(Stored items)
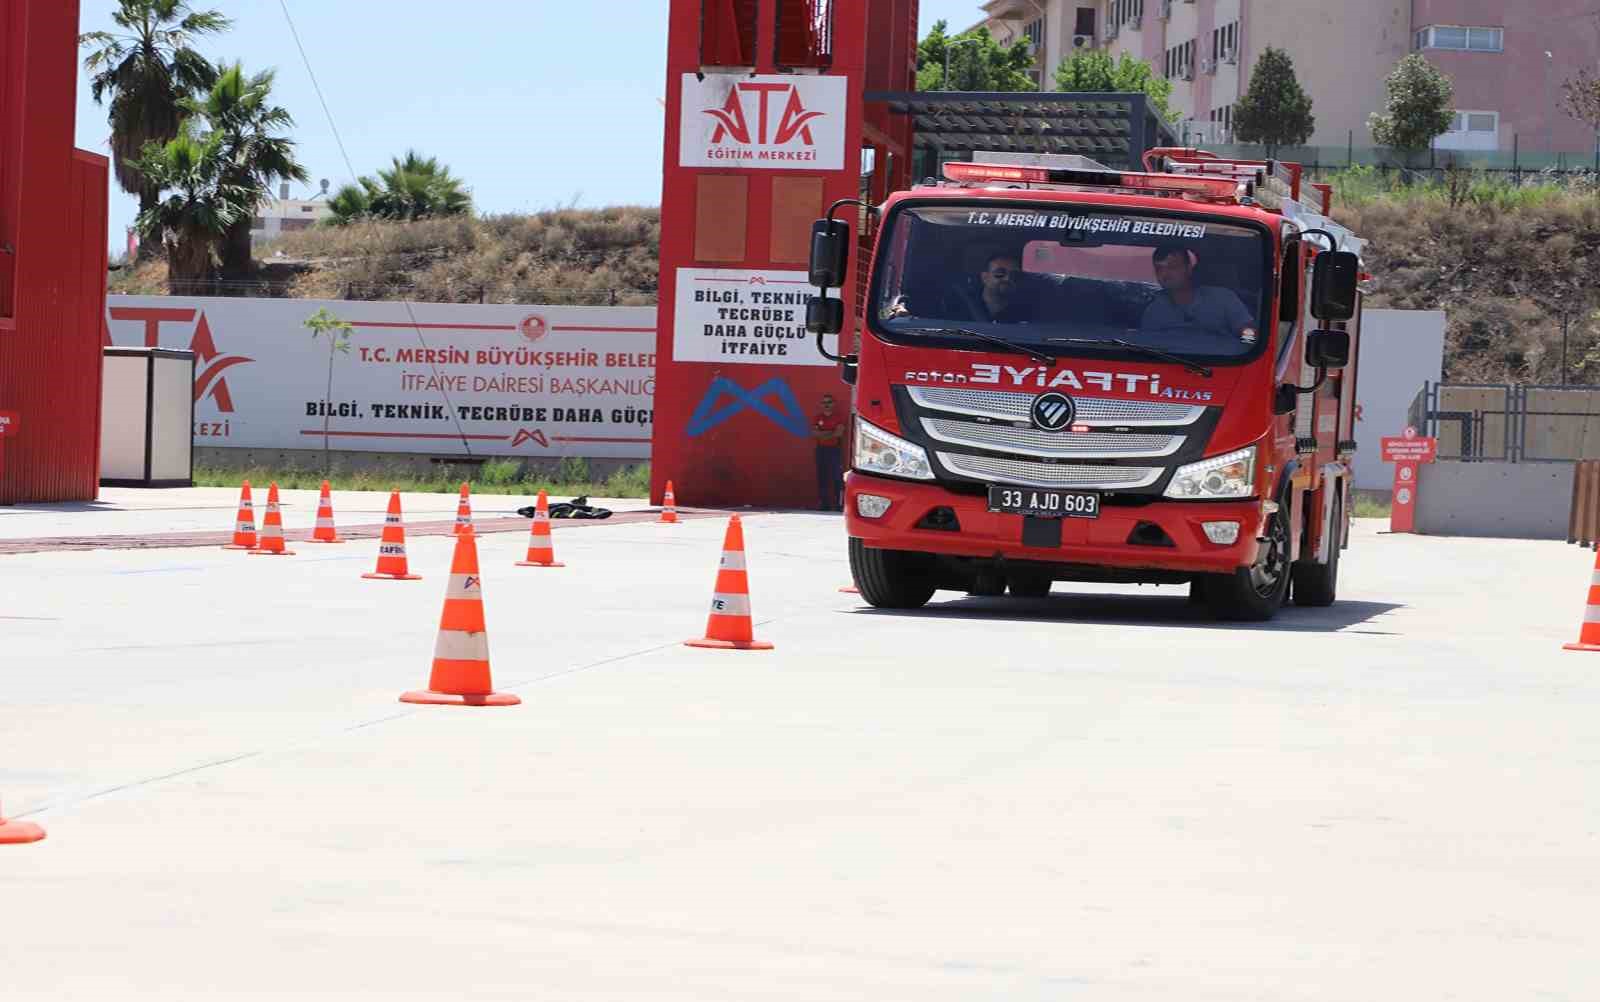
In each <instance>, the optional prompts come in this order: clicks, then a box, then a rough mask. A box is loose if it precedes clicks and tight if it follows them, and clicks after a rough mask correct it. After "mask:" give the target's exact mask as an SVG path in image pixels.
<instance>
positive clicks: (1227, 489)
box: [1166, 445, 1256, 501]
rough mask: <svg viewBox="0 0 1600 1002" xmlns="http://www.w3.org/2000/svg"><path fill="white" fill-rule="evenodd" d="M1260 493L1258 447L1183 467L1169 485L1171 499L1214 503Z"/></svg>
mask: <svg viewBox="0 0 1600 1002" xmlns="http://www.w3.org/2000/svg"><path fill="white" fill-rule="evenodd" d="M1254 493H1256V447H1254V445H1251V447H1250V448H1242V450H1238V451H1234V453H1226V455H1221V456H1213V458H1211V459H1202V461H1200V463H1190V464H1189V466H1179V467H1178V472H1176V474H1173V482H1171V483H1168V485H1166V496H1168V498H1182V499H1200V501H1211V499H1216V498H1250V496H1253V495H1254Z"/></svg>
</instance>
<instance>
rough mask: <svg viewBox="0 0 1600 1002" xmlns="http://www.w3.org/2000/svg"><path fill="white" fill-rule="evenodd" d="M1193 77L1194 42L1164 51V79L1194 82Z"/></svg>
mask: <svg viewBox="0 0 1600 1002" xmlns="http://www.w3.org/2000/svg"><path fill="white" fill-rule="evenodd" d="M1194 77H1195V40H1194V38H1190V40H1189V42H1184V43H1182V45H1174V46H1173V48H1170V50H1166V78H1168V80H1194Z"/></svg>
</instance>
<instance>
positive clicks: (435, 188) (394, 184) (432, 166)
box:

**Your instructions**
A faithful copy of the data above is wanted, with every image left out.

**Answer to this exercise**
In each <instance>, the optional prompts come in this order: clicks, then a box, then a rough mask. A box is loose if it precedes clicks and tight if it follows them, and clicks after a rough mask correct it. After "mask:" give the target's exact mask as an SVG path in image pixels.
<instance>
positive clicks: (1227, 489)
box: [1166, 445, 1256, 501]
rough mask: <svg viewBox="0 0 1600 1002" xmlns="http://www.w3.org/2000/svg"><path fill="white" fill-rule="evenodd" d="M1260 493L1258 447L1183 467L1169 485L1171 499L1214 503Z"/></svg>
mask: <svg viewBox="0 0 1600 1002" xmlns="http://www.w3.org/2000/svg"><path fill="white" fill-rule="evenodd" d="M1254 493H1256V447H1254V445H1251V447H1250V448H1242V450H1238V451H1234V453H1226V455H1221V456H1213V458H1211V459H1202V461H1200V463H1190V464H1189V466H1179V467H1178V472H1176V474H1173V482H1171V483H1168V485H1166V496H1168V498H1182V499H1200V501H1211V499H1216V498H1250V496H1253V495H1254Z"/></svg>
</instance>
<instance>
rough mask: <svg viewBox="0 0 1600 1002" xmlns="http://www.w3.org/2000/svg"><path fill="white" fill-rule="evenodd" d="M1193 77L1194 42L1164 51V79L1194 82Z"/></svg>
mask: <svg viewBox="0 0 1600 1002" xmlns="http://www.w3.org/2000/svg"><path fill="white" fill-rule="evenodd" d="M1194 77H1195V40H1194V38H1190V40H1189V42H1184V43H1182V45H1174V46H1173V48H1170V50H1166V78H1168V80H1194Z"/></svg>
</instance>
<instance>
positive clicks: (435, 188) (394, 184) (432, 166)
box:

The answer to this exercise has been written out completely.